| Task details |
Copy out the records starting with the line with "the rocky hillside" and going on through the last line of the records. Increase every x and y coordinate in the answer points by 40, and leave every other line as it stands.

| Data entries |
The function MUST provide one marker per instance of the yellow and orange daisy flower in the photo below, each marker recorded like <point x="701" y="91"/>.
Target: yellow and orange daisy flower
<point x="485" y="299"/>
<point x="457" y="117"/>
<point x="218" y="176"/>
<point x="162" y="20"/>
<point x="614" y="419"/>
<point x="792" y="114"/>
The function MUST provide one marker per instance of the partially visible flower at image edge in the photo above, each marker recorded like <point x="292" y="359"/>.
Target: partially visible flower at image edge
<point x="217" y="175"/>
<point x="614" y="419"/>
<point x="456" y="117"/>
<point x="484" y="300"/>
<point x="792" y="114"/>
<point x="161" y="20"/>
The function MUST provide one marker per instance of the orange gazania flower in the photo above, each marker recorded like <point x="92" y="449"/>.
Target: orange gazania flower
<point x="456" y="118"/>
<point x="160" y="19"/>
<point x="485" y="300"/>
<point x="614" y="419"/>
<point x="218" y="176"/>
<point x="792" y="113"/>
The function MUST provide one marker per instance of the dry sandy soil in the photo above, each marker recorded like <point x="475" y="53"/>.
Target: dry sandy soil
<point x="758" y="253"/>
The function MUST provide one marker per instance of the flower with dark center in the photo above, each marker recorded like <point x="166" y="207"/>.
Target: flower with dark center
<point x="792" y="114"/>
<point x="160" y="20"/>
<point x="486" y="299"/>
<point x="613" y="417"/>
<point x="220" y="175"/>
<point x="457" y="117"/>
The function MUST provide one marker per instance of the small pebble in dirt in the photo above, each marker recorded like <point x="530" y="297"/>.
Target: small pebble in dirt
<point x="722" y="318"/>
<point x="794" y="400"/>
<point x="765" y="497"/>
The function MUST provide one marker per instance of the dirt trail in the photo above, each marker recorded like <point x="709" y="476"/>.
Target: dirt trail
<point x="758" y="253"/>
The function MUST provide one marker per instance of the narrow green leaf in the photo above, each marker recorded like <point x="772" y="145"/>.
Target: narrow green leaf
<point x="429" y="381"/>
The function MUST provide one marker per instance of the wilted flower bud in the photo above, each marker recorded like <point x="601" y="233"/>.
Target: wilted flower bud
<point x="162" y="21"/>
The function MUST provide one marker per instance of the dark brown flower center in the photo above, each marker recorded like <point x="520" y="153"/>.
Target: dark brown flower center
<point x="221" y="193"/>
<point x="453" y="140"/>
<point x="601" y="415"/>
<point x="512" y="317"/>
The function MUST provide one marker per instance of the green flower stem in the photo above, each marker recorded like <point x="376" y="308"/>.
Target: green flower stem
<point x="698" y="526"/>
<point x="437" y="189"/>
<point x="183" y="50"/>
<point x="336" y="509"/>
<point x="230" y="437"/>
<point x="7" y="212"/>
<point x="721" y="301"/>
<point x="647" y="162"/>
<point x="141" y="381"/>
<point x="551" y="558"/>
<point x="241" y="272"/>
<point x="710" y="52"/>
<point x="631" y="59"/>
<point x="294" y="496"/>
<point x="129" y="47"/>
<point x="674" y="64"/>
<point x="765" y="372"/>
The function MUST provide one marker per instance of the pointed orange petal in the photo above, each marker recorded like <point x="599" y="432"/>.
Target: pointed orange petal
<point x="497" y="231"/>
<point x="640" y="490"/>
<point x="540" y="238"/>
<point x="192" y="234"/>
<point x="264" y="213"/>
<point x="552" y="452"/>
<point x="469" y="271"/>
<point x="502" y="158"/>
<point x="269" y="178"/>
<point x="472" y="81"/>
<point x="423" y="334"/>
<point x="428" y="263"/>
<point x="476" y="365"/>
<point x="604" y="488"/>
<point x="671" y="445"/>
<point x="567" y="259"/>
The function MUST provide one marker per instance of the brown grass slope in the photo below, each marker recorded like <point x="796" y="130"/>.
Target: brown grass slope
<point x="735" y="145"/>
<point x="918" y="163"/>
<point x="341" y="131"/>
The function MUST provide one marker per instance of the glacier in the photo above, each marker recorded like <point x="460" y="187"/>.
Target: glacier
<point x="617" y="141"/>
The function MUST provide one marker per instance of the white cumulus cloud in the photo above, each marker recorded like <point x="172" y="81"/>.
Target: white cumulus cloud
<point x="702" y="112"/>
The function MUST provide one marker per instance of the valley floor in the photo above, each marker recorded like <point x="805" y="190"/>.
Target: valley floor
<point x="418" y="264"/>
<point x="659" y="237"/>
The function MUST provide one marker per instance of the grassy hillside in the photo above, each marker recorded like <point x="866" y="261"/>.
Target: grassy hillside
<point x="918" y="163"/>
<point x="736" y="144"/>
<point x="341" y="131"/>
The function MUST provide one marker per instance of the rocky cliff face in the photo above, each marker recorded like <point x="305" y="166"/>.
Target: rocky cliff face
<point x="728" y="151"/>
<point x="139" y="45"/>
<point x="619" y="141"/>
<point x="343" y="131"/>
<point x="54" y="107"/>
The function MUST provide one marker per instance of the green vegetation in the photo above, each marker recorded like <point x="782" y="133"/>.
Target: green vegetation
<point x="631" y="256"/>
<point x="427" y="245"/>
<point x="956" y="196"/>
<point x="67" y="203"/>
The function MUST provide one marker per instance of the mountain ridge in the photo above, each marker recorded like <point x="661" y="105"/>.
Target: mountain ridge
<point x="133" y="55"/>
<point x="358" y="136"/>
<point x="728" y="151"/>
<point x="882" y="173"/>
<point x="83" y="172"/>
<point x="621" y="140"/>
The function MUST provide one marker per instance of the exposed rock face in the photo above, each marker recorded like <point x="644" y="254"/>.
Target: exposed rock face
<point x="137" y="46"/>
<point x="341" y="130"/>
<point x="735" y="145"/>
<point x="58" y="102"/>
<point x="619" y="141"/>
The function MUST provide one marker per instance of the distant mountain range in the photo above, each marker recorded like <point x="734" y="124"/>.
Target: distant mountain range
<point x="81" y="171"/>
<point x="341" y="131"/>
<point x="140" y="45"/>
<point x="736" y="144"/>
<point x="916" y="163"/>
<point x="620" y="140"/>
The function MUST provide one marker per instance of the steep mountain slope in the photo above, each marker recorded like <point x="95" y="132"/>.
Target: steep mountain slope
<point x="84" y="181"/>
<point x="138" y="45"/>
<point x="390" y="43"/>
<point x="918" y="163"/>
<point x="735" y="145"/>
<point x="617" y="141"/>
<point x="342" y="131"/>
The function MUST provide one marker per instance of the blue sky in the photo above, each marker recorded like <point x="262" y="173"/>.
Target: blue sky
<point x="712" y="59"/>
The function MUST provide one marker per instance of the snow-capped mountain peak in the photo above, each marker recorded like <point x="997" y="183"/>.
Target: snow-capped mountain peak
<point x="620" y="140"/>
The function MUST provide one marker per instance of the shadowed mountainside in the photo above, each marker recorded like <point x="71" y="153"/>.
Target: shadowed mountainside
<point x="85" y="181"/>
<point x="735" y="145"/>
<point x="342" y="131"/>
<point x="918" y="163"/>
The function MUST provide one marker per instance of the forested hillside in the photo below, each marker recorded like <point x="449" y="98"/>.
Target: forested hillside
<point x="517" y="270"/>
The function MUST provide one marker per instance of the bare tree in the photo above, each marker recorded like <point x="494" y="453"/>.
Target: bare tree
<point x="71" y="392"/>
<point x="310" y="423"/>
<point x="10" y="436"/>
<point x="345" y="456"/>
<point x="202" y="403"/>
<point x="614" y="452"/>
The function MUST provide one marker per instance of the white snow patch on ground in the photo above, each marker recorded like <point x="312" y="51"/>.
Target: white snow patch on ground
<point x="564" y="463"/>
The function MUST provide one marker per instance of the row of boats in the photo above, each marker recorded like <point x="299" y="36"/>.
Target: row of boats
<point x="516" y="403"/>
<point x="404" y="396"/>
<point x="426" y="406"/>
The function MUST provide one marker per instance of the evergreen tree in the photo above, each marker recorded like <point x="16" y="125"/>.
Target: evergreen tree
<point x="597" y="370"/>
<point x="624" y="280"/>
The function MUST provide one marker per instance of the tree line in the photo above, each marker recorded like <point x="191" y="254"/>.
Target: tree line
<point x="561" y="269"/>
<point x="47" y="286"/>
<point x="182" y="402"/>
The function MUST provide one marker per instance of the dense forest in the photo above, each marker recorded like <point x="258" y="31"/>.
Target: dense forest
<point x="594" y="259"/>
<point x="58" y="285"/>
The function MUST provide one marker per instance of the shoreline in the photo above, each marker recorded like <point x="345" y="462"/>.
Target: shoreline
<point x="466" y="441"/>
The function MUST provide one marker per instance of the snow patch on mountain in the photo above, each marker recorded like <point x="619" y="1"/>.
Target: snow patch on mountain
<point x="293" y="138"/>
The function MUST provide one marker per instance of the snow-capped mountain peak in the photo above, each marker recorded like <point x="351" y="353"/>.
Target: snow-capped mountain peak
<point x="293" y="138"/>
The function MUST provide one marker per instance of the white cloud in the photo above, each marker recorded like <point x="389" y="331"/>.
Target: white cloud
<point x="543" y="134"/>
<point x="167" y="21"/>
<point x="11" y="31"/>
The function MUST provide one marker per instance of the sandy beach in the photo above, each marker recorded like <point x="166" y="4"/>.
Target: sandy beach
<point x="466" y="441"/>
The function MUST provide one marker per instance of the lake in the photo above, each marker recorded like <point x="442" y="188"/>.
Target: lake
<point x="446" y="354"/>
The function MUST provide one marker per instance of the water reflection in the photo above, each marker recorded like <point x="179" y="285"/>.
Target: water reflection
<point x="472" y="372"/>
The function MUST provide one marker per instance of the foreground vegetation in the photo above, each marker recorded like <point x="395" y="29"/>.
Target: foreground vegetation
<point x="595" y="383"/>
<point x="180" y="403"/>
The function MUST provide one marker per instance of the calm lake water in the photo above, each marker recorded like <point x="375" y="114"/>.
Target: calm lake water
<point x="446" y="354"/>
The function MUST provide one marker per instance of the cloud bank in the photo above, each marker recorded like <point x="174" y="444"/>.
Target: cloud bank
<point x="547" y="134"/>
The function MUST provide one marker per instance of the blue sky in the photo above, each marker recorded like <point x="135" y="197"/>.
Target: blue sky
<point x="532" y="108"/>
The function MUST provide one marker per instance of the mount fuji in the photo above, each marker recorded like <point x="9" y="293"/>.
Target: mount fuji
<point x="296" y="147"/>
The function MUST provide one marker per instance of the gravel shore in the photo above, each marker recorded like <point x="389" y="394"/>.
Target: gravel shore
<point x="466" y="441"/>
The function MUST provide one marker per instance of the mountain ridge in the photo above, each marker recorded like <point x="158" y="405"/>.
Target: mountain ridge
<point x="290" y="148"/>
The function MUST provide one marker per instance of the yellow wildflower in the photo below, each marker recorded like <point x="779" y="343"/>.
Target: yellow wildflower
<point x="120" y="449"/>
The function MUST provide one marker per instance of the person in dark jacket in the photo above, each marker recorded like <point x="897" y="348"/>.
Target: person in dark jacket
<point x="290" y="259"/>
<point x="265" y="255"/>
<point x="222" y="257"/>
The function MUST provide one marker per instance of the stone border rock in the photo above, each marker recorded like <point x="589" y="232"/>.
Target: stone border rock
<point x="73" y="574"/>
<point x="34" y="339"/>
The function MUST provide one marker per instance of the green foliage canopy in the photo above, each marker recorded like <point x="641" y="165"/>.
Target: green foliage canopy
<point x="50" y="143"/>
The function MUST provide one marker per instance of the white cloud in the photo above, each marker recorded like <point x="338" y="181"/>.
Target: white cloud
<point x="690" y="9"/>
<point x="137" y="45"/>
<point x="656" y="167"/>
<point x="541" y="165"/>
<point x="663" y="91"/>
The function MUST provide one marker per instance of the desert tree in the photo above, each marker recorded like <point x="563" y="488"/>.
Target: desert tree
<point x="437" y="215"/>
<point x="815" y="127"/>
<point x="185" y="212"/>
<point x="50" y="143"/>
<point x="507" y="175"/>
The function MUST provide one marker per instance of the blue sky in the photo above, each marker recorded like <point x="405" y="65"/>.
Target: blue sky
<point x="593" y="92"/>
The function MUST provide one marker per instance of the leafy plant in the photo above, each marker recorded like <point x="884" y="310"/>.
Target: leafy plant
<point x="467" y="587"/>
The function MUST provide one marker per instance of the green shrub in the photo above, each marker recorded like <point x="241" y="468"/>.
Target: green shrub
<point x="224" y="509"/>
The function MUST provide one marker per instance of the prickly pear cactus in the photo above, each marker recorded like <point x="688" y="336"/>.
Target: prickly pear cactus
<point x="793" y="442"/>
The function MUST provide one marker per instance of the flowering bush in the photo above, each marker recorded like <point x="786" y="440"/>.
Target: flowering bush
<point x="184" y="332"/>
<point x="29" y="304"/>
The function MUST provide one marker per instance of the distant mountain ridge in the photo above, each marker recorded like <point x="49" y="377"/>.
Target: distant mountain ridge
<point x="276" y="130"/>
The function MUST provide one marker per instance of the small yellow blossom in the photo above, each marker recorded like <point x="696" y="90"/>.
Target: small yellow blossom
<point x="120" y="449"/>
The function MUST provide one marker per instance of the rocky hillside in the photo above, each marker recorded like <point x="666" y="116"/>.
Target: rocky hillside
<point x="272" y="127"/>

| Response to the exercise |
The function MUST provide one marker per instance of the rocky hillside in the photo above, each marker recorded like <point x="666" y="116"/>.
Target: rocky hillside
<point x="312" y="167"/>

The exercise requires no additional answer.